WORK TO BE COMPLETED
Reproduce the entries in full, with no changes.
BEGIN EXERCISE INPUT
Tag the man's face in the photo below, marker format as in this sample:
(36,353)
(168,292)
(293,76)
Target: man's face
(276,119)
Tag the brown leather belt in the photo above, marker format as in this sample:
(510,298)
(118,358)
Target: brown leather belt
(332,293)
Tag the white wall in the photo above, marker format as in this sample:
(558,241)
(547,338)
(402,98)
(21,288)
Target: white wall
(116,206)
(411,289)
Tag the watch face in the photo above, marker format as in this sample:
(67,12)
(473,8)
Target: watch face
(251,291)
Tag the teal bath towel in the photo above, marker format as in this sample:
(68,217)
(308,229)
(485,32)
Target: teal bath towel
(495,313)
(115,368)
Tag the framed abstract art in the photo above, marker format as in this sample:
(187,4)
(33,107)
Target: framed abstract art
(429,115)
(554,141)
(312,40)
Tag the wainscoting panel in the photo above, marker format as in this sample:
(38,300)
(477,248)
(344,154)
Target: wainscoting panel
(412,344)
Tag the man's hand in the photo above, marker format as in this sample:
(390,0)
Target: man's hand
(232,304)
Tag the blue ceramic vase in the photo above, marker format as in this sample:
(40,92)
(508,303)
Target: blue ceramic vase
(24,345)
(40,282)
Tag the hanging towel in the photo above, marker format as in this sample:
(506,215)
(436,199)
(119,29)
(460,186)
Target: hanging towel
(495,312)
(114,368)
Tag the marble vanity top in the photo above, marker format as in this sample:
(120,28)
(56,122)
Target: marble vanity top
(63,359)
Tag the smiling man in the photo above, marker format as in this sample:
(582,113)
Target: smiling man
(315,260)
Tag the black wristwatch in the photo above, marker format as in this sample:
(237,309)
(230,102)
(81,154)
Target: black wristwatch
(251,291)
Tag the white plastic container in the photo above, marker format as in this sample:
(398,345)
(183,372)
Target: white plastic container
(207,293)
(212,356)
END EXERCISE INPUT
TASK RESPONSE
Tag the man's face in the photo below, marker format as in this sample:
(36,353)
(168,292)
(293,76)
Target: man's face
(276,119)
Tag the brown leather belt in the photo above, marker format as in this sample:
(510,298)
(118,358)
Target: brown leather belt
(332,293)
Tag the white wall in the photo above, marker format as in this sample:
(558,241)
(547,338)
(402,98)
(21,288)
Target: white wall
(116,206)
(411,289)
Tag the watch face in the photo above, marker format as in this sample:
(67,12)
(473,8)
Target: watch face
(251,291)
Tag the teal bath towel in the photo above, marker format as in this sample:
(68,217)
(308,229)
(485,32)
Target: teal bath towel
(495,313)
(115,368)
Tag the framed abstract art in the photo above, marker format as in this sample:
(187,4)
(33,107)
Target: framed abstract art
(429,115)
(554,141)
(312,40)
Tag the wainscoting panel in the photo above, marker format as in this sample:
(38,300)
(477,248)
(344,154)
Target: wainscoting panel
(412,344)
Tag the man's hand in the photo above, marker format as in this sample:
(390,0)
Target: man's hand
(232,304)
Tag the blue ceramic vase in the photo above, marker format as in this sample:
(40,92)
(508,303)
Target: blue ceramic vase
(24,345)
(40,282)
Tag the hanging towel in the photo above, marker format as in this sample:
(506,215)
(436,199)
(119,29)
(460,186)
Target: hanging towel
(495,312)
(114,368)
Tag the marble vanity top in the photo above, marker format as in this sample:
(120,28)
(56,122)
Target: marble vanity top
(63,359)
Tag the smiling man in the photo above, marker format as in this sample:
(582,113)
Target: smiling man
(315,260)
Tag the black wristwatch in the photo above, marker format as in this sample:
(237,309)
(230,102)
(81,154)
Target: black wristwatch
(251,291)
Tag the white plastic container in the photo above, marker format as in this sample:
(398,345)
(183,372)
Target: white plastic container
(207,293)
(212,356)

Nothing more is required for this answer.